List every line of the data below that contains the string "parked", matching case exactly.

====== DATA PROVIDED ======

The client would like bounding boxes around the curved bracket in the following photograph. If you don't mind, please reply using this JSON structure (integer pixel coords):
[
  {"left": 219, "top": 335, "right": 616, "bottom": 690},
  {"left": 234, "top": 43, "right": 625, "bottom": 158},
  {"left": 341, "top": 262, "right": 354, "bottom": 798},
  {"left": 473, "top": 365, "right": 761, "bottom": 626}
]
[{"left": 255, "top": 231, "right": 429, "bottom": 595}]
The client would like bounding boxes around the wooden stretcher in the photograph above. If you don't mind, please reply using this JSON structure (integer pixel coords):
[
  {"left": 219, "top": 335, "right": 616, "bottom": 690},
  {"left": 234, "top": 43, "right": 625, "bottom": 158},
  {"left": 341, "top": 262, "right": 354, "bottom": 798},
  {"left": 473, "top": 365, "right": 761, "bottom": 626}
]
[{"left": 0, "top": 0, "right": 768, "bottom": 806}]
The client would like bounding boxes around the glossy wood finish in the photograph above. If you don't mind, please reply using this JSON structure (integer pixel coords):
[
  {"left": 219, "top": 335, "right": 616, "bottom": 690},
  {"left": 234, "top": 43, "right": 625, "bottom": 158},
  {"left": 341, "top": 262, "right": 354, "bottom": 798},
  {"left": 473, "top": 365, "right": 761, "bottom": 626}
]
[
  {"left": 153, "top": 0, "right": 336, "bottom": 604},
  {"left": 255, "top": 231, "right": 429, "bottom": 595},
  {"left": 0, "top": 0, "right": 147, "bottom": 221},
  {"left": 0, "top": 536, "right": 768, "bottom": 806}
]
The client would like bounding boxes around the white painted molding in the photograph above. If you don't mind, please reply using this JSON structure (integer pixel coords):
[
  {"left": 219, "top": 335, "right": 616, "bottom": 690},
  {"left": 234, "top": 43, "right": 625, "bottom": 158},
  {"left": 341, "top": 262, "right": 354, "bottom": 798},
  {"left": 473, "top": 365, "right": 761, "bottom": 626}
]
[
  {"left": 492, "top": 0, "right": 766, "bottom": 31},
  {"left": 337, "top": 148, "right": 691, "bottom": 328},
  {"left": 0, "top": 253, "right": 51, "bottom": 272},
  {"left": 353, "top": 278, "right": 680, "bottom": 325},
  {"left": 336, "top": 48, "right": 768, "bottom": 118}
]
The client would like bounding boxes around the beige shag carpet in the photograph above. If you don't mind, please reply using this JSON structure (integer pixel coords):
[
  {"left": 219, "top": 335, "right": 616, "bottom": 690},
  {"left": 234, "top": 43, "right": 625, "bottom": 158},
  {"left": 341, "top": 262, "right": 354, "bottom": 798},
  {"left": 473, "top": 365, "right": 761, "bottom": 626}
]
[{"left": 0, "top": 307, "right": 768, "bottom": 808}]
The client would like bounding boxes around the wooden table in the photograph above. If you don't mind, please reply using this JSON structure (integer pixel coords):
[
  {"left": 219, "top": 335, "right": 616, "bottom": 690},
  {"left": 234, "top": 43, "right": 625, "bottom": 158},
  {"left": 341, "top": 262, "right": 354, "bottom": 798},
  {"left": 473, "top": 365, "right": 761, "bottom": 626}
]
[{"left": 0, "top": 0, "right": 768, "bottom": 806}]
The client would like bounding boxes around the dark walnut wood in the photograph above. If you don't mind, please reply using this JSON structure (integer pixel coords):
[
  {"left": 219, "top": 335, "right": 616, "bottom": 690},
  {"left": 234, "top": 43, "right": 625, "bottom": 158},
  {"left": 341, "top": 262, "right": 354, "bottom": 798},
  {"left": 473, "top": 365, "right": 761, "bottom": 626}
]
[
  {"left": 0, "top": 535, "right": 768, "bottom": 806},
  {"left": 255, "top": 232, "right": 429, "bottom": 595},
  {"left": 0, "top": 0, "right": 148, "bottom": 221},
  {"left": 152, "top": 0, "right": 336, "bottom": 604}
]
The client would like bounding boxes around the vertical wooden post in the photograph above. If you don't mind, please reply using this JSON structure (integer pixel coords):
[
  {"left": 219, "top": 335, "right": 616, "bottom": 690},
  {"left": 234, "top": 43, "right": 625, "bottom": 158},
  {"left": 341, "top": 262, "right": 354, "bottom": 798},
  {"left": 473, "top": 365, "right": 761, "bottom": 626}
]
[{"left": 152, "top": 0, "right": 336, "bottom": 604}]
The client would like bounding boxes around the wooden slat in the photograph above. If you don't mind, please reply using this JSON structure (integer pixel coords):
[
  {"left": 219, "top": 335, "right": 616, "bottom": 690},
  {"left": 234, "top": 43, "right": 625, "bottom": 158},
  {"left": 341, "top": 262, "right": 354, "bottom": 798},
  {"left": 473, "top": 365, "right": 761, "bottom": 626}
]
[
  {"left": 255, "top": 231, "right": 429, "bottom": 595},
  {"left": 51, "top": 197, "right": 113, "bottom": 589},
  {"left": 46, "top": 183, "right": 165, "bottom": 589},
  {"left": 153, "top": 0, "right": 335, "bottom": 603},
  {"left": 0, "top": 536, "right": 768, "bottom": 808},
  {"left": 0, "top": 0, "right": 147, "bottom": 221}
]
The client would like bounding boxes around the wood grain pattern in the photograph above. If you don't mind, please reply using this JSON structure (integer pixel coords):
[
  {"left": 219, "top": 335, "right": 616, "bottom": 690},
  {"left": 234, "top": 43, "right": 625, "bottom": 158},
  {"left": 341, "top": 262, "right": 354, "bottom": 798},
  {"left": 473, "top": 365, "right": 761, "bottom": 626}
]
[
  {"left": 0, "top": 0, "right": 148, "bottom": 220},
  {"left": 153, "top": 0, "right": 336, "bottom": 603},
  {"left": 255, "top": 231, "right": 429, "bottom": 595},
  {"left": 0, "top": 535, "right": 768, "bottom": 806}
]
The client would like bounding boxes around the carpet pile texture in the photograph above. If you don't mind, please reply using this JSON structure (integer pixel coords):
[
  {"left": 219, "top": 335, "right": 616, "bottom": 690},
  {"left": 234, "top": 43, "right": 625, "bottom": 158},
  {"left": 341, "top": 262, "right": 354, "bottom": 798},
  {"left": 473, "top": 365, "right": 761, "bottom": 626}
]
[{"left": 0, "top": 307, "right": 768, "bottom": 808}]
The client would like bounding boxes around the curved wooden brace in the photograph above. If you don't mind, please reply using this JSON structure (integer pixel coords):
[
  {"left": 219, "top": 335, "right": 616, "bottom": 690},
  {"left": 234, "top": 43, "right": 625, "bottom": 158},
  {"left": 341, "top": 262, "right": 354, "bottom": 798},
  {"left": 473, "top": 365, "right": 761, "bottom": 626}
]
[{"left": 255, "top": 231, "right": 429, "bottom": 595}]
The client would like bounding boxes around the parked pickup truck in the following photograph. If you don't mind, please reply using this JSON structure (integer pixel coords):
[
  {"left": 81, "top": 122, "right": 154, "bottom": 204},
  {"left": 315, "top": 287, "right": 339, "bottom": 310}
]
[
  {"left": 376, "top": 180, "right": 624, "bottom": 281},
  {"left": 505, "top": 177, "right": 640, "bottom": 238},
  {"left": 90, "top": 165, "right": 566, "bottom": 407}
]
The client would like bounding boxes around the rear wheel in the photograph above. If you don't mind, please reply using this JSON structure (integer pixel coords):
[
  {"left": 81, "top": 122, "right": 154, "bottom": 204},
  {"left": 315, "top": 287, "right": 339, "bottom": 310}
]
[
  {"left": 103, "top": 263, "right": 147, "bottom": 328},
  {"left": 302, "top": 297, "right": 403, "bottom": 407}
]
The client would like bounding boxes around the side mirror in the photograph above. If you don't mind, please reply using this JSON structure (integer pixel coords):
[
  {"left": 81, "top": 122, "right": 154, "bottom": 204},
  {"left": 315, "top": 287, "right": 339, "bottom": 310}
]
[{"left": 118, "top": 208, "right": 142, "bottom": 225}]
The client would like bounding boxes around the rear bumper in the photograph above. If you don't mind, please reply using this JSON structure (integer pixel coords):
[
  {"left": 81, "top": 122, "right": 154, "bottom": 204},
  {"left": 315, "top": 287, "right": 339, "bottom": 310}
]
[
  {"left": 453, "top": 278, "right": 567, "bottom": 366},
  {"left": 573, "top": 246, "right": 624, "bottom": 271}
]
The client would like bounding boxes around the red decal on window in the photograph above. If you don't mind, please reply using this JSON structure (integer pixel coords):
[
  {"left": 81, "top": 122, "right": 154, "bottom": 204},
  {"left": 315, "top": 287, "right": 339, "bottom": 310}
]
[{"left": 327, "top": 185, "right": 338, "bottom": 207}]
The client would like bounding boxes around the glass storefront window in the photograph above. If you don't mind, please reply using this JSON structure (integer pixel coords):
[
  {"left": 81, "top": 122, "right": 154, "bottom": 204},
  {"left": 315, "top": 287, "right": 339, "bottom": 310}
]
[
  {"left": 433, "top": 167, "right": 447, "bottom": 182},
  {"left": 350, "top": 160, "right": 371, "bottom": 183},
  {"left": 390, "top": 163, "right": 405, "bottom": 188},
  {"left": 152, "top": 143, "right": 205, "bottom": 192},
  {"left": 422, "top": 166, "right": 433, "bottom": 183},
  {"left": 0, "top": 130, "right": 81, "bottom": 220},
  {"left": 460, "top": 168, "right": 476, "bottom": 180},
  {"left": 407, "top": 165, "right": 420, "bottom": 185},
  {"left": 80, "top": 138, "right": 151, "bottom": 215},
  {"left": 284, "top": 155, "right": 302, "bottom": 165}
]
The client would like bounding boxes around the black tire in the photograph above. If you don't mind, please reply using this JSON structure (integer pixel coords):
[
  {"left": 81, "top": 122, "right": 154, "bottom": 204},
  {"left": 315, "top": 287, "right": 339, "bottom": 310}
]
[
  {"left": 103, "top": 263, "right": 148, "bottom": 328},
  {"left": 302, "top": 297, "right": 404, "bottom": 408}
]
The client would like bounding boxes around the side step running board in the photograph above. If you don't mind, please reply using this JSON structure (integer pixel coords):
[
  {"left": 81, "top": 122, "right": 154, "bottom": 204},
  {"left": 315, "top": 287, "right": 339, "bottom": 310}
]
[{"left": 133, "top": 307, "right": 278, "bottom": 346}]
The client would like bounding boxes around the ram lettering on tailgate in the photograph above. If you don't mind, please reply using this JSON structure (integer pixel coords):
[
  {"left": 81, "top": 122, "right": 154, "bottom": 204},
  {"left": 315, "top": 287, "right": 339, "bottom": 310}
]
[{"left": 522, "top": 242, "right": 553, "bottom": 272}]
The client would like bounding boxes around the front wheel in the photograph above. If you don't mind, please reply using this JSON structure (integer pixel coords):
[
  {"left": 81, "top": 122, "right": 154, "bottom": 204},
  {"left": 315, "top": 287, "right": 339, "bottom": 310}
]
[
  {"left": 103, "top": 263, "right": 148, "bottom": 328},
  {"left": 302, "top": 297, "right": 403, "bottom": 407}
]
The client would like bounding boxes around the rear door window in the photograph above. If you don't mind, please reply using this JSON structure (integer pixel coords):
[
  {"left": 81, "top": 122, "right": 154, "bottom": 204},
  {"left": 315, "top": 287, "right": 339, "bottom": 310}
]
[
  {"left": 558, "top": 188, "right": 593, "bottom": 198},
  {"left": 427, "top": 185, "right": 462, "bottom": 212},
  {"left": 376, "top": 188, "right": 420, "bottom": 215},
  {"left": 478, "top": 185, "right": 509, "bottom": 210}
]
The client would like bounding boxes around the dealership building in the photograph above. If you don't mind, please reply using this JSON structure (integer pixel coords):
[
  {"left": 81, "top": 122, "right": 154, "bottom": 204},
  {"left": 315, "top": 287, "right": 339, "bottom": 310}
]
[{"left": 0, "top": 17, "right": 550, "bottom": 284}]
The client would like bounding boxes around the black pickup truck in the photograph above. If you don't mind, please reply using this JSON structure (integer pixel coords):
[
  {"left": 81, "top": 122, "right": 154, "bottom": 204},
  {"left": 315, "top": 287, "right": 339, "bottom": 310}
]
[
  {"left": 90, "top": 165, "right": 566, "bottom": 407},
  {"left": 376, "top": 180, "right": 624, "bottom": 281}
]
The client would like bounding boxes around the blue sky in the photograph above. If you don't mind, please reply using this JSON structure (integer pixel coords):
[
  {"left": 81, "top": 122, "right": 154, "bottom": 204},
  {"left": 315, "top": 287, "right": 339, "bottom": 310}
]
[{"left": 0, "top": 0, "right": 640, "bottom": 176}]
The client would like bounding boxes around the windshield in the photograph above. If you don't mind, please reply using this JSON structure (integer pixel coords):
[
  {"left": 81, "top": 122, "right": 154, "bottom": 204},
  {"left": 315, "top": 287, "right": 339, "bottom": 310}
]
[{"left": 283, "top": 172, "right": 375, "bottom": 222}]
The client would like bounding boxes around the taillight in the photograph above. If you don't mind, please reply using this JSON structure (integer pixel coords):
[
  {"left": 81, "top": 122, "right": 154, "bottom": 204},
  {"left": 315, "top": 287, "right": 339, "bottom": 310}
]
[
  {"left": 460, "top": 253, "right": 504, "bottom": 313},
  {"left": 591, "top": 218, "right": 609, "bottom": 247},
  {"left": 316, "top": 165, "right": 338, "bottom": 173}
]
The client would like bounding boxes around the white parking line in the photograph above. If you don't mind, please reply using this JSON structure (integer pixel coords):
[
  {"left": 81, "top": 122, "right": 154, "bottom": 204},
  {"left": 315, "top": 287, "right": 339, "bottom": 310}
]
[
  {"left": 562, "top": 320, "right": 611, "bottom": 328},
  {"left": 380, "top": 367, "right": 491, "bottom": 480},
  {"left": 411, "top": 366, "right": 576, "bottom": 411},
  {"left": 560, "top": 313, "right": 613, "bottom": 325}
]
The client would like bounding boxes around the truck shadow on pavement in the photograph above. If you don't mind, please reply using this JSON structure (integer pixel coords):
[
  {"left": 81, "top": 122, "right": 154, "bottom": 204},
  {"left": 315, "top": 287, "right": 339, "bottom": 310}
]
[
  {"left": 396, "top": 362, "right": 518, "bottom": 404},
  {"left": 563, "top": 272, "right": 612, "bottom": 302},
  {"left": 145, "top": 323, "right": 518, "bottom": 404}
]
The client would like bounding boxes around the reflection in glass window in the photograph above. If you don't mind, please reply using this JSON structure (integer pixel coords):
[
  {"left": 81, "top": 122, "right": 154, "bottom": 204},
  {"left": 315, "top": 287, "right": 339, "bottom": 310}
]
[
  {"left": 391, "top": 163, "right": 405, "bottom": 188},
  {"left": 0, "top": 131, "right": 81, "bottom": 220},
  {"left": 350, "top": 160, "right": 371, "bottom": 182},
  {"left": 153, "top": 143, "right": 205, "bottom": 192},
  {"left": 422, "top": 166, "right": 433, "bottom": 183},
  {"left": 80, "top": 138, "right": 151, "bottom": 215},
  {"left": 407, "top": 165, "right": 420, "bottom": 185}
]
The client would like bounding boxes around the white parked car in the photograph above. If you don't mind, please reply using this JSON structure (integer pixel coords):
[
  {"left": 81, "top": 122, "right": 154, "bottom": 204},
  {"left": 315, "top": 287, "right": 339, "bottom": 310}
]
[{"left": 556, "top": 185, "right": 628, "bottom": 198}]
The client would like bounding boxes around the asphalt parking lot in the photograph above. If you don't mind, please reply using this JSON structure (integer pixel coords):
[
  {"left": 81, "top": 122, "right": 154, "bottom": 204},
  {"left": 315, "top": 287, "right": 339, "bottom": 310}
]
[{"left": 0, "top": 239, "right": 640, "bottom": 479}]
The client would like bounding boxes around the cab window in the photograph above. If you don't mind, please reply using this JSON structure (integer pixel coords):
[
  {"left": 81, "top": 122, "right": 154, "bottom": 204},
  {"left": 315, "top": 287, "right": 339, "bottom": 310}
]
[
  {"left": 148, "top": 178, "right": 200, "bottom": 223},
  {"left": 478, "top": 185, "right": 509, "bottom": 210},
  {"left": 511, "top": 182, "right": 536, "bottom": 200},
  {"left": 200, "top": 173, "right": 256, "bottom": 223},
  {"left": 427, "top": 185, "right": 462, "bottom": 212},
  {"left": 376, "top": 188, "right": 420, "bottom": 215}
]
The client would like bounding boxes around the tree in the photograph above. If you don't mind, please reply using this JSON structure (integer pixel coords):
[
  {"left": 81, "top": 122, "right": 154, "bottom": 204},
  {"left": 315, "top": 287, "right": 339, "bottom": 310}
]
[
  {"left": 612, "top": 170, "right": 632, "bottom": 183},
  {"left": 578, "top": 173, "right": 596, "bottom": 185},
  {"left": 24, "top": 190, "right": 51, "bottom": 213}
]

======

→ **EXERCISE ANSWER**:
The client would like bounding boxes around the parked pickup truck in the following photograph. If you don't mind, please reply using this JSON structure (integer pixel coords):
The client would like bounding boxes around the white parked car in the photograph above. If you don't mind, please reply using this JSON structure (integer pixel coords):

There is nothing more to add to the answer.